Task instructions >>
Omit the pictures, and output the rest of the entries exactly as written.

Region pointing data
------------------------------------------------

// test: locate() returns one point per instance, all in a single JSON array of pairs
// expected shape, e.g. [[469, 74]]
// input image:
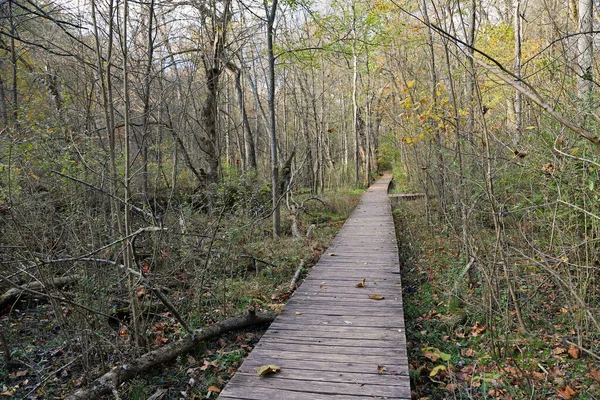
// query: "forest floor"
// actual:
[[47, 356], [457, 352]]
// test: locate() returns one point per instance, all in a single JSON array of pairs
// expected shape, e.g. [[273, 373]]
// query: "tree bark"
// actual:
[[154, 359], [585, 48], [272, 127]]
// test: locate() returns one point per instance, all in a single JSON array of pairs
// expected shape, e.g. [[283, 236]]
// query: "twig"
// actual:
[[51, 374], [586, 351], [296, 276], [135, 208], [258, 259], [86, 256]]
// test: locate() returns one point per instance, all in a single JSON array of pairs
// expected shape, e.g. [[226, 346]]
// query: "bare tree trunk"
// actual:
[[518, 95], [146, 99], [3, 108], [272, 127], [108, 107], [354, 96], [13, 59], [471, 70], [585, 48], [249, 149], [128, 257]]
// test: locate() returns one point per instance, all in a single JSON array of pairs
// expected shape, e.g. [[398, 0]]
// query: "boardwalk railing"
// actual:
[[336, 339]]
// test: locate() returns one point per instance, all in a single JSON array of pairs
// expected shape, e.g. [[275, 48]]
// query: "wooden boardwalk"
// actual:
[[332, 341]]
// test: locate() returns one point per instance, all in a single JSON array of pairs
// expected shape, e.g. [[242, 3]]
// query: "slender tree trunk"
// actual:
[[13, 59], [585, 49], [471, 80], [108, 108], [138, 333], [3, 108], [272, 127], [146, 99], [354, 96], [518, 95], [249, 149]]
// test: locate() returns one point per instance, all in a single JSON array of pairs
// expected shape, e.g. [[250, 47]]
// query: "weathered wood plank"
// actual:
[[331, 338]]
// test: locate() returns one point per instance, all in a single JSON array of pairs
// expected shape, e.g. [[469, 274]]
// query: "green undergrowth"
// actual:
[[211, 263], [460, 349]]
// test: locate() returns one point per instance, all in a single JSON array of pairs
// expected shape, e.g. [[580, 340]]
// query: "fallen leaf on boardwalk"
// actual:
[[276, 307], [566, 393], [214, 389], [477, 329], [574, 352], [559, 350], [267, 369]]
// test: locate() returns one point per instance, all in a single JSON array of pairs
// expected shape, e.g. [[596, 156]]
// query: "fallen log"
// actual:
[[12, 295], [108, 382]]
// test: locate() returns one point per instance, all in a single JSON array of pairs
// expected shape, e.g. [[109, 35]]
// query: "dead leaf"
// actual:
[[267, 369], [437, 369], [594, 374], [214, 389], [435, 354], [276, 307], [141, 291], [559, 350], [467, 352], [574, 352], [566, 393], [477, 329]]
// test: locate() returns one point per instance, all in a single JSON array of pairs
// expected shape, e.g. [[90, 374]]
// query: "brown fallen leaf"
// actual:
[[468, 352], [432, 355], [559, 350], [574, 352], [267, 369], [451, 387], [477, 329], [594, 374], [566, 393], [214, 389]]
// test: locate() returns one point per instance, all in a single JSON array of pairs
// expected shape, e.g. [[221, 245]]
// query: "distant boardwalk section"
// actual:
[[342, 334]]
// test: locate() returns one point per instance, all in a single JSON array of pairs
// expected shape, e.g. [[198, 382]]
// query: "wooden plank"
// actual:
[[330, 338]]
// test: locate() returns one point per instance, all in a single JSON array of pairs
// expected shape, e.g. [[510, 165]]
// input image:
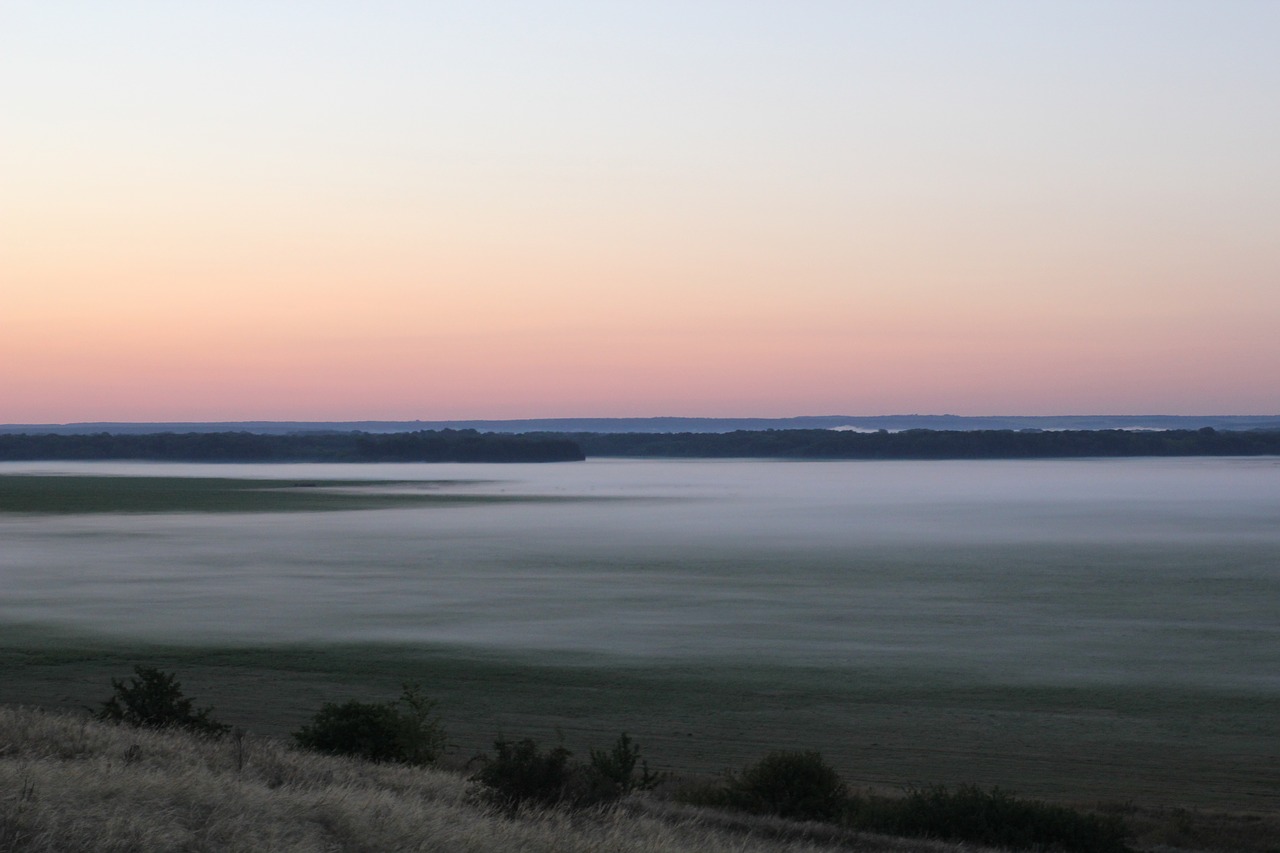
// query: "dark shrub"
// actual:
[[969, 813], [796, 785], [520, 772], [403, 731], [154, 699], [615, 771]]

------------------------------------------------

Finished task >>
// test: locate() returns one point per instance, all in a single JSON array of pairs
// expected shape, e.g. [[469, 74]]
// input image:
// query: "forest floor"
// actual:
[[47, 356], [457, 352]]
// test: locate() returns one point per instance, all in a single JSON array of pairs
// expected shape, e.g. [[273, 373]]
// query: "tree bark"
// actual:
[[154, 359], [585, 48], [272, 127]]
// test: locate() returns one point per instance, all in a single JSON array of pairs
// expected shape, e.g. [[283, 236]]
// query: "twig"
// actual:
[[51, 374], [586, 351], [296, 276], [135, 208], [258, 259], [86, 256]]
// test: locate() returns one point per instance, all in a single JSON array of pairs
// expected shape, e.g. [[226, 346]]
// query: "bare tree trunk"
// actual:
[[518, 95], [146, 99], [3, 108], [272, 127], [108, 107], [354, 96], [13, 59], [471, 70], [585, 48], [249, 149], [128, 257]]
// test: locate() returns one point per instance, all in a single JSON array of pairs
// expected shape, e.g. [[398, 0]]
// query: "boardwalk railing"
// actual:
[[336, 339]]
// test: locate() returns one point per instance, all in a single JSON array of pairs
// expected shape, e.g. [[275, 48]]
// query: "wooden boardwalk"
// actual:
[[332, 341]]
// test: locate() returns one point per instance, all in a single JSON array of pairs
// expected shape, e.g. [[242, 3]]
// query: "slender tree trunk"
// actual:
[[13, 59], [585, 49], [471, 80], [108, 108], [138, 333], [3, 108], [272, 127], [146, 99], [354, 96], [518, 95], [249, 149]]
// test: locate() returns one point per instance, all in a single JSON array of pairs
// expected shape, e.g. [[250, 47]]
// query: "weathered wood plank"
// actual:
[[331, 338]]
// test: locate() returns one point per instance, all in a single JSON array of pairs
// expected shape, e.g. [[469, 274]]
// query: "green undergrowth"
// actual:
[[211, 263], [460, 349]]
// test: locate() returns one point per instance, all in a single JSON array of pairs
// expected shape, e.g. [[580, 340]]
// query: "fallen leaf on boardwalk"
// actual:
[[276, 307], [566, 393], [214, 389], [477, 329], [574, 352], [559, 350], [267, 369]]
// test: locate() returns one point per instance, all in a single JSON array of pairs
// expected shape, e.g. [[596, 156]]
// query: "fallen log"
// actual:
[[12, 295], [108, 382]]
// test: locate() returns one point per instance, all in a single JSON array of pairs
// expected shape, e.g. [[109, 35]]
// query: "dead leaf"
// actual:
[[267, 369], [437, 369], [594, 374], [214, 389], [435, 354], [276, 307], [141, 291], [559, 350], [467, 352], [574, 352], [566, 393], [477, 329]]
// test: locate() returns one point per instance, all in a single JSON array of pairs
// expected shape, e.g. [[90, 374]]
// query: "brown fallen leaf"
// actual:
[[468, 352], [432, 355], [559, 350], [574, 352], [267, 369], [451, 387], [477, 329], [594, 374], [566, 393], [214, 389]]
// test: locate() returns one point per instance, all in a single JSON array of pairs
// expected shape, e.g. [[221, 245]]
// query: "distant boardwalk section"
// actual:
[[342, 334]]
// test: locate() returns one point per instance, all in a single JSON array of pairs
// expected shape, e.g. [[198, 382]]
// query: "wooden plank"
// actual:
[[330, 338]]
// test: locate() returns one point per instance, all in a single JSON array of pairs
// expected shape, e.g. [[510, 165]]
// input image:
// query: "dark shrub"
// actual:
[[969, 813], [796, 785], [520, 772], [403, 731], [154, 699], [615, 771]]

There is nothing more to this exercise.